#### Brano estratto ####

Der Tagesspiegel online – 4 maggio 2010
Musulmani in Europa o europei musulmani?

Di Andrea Dernbach

(traduzione dal tedesco di José F. Padova)


L'integrazione dell' "altro" è un problema anche in Germania, dove oltretutto vivono più di 4 milioni di cittadini di origine turca. Recentemente si è svolta a Wuppertal una conferenza sul tema dell'identità. Purtroppo su questo argomento (che da noi non è neppure ai primordi di una vera riflessione politica, sia del governo che dell'opposizione) non sono riuscito a trovare altro di più approfondito. Accontentiamoci.(José F.Padova)

http://www.tagesspiegel.de/


Millî Görüş, comunità islamica conservatrice, discute su vecchie e nuove identità.

Berlino – Secondo l’Ufficio federale per la difesa della Costituzione è la quinta colonna di un aggressivo programma islamico di infiltrazione: la “Comunità islamica Millî Görüş” [ndt.: Islamische Gemeinschaft Millî Görüş (Punto di vista nazionale in tedesco/turco) è un'organizzazione islamica turca presente soprattutto in Germania, ma anche in Francia, Paesi Bassi, Austria ed in altri paesi europei].funge da polo d’attrazione. Il ministro dell’Interno ha perciò escluso la Federazione centrale dei Consigli islamici dalla Conferenza tedesca sull’Islam. Almeno per quanto riguarda la fascia direttiva colta della Comunità islamica Millî Görüş e le giovani leve degli intellettuali europei, in questi giorni se ne vede l’orientamento a Wuppertal, dove si è svolto un incontro per un simposio su “vecchie e nuove identità”.

Nel discorso di accoglienza degli organizzatori è stato detto che vi sarebbe chi vede la presenza dei musulmani in Europa come una perdita ma anche chi vi collega nuove possibilità. Si spera che entrambe le posizioni siano oggetto di discussione. Evidentemente non è stata organizzata la materia per la discussione, mancava del tutto la critica da parte islamica. “Da questo genere di manifestazioni mi aspetto impulsi, indicazioni su nuove possibilità di rapporti”, ha dichiarato una giovane biochimica belga al Tagesspiegel. “Sapete, in ogni caso la mia vita quotidiana è già piena di critiche all’Islam”. Si vorrebbe tirarsi un poco fuori dal “discorso della diffidenza”, è detto più tardi nella conferenza di Oğuz Üçüncü, segretario generale della CIMG [ndt.: funzionario islamico di nazionalità turca, operante in Germania]. Perciò ha a che fare ad alto livello: il ministro dell’Interno Thomas de Maizière ha motivato l’esclusione del Consiglio islamico dalla Conferenza sull’Islam con le indagini aperte contro costui.

#### Dati in ingresso ####

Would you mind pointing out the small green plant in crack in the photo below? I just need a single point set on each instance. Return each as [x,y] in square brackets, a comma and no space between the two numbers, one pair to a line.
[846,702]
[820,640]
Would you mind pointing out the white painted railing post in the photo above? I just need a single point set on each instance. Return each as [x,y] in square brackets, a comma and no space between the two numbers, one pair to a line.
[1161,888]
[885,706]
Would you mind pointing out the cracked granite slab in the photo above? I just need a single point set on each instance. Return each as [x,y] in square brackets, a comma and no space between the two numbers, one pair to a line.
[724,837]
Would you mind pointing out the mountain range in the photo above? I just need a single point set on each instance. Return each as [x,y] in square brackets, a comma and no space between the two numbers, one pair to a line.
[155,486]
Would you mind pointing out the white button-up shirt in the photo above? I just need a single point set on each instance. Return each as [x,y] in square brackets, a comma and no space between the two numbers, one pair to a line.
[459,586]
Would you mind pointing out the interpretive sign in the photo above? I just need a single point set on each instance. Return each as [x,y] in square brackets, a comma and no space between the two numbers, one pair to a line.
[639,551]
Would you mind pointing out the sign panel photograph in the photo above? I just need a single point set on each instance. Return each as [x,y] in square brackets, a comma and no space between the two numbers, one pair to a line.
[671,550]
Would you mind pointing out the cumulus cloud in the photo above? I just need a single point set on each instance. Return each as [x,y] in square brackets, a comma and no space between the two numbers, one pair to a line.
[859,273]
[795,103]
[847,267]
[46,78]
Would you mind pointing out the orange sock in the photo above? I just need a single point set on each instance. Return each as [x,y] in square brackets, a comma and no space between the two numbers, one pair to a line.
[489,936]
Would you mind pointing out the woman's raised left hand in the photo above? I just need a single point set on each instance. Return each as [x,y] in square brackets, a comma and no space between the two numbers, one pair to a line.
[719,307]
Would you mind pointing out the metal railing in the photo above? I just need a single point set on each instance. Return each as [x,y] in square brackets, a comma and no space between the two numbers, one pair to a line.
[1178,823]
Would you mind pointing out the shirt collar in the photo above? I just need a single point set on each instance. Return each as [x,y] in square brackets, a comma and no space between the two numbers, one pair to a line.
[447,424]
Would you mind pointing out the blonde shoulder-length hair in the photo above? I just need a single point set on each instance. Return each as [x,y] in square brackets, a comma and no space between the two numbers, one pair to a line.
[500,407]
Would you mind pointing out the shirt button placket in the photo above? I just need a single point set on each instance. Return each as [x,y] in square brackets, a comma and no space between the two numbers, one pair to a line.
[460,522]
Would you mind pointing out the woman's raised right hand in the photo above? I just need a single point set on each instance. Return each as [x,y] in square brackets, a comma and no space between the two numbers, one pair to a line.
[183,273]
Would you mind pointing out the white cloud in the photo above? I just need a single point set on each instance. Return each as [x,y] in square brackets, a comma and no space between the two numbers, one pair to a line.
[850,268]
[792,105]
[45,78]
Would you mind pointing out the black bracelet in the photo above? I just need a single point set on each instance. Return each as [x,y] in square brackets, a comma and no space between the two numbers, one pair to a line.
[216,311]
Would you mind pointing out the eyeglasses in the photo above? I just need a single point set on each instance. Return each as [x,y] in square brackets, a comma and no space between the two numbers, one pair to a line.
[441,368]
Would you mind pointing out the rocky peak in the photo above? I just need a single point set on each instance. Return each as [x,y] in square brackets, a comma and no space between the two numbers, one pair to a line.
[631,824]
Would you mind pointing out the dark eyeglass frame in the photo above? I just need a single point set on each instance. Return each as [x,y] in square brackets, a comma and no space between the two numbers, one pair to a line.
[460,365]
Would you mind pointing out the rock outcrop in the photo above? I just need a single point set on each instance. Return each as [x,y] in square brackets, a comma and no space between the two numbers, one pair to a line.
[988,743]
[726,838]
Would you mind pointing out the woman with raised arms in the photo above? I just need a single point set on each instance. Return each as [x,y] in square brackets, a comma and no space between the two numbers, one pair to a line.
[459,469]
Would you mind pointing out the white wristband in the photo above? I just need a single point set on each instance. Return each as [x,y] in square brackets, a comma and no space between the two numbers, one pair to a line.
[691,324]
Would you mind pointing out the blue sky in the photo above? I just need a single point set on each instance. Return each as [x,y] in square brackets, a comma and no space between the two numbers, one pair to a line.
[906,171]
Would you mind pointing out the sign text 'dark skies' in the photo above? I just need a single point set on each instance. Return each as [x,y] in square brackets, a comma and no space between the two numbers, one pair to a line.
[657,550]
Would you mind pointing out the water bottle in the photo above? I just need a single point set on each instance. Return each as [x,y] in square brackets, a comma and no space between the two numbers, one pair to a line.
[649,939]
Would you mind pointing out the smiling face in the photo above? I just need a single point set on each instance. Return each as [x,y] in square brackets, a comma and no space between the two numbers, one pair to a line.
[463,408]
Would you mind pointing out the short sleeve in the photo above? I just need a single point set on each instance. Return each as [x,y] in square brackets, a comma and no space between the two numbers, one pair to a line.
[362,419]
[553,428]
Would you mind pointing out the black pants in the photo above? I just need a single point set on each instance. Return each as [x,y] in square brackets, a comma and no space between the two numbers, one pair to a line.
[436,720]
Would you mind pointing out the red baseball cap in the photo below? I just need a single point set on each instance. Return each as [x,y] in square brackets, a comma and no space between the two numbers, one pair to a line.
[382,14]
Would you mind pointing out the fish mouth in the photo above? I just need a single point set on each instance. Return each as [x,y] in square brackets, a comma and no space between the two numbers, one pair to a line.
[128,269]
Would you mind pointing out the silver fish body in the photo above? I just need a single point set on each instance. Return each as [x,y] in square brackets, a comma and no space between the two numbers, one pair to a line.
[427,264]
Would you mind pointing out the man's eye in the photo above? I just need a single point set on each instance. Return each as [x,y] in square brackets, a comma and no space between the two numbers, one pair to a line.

####

## Azioni richieste
1) Nel brano sulla comunità Millî Görüş, in quale città si è svolto il simposio su "vecchie e nuove identità"?
2) Ripeti esattamente le righe dei record che vanno dalla riga contenente "Would you mind pointing out the fish" fino alla fine dei record, estremi compresi.
Il brano e i record non hanno alcun legame tra loro.

## Risposte per compito
1) A Wuppertal.

2)
Would you mind pointing out the fish mouth in the photo above? I just need a single point set on each instance. Return each as [x,y] in square brackets, a comma and no space between the two numbers, one pair to a line.
[128,269]
Would you mind pointing out the silver fish body in the photo above? I just need a single point set on each instance. Return each as [x,y] in square brackets, a comma and no space between the two numbers, one pair to a line.
[427,264]
Would you mind pointing out the man's eye in the photo above? I just need a single point set on each instance. Return each as [x,y] in square brackets, a comma and no space between the two numbers, one pair to a line.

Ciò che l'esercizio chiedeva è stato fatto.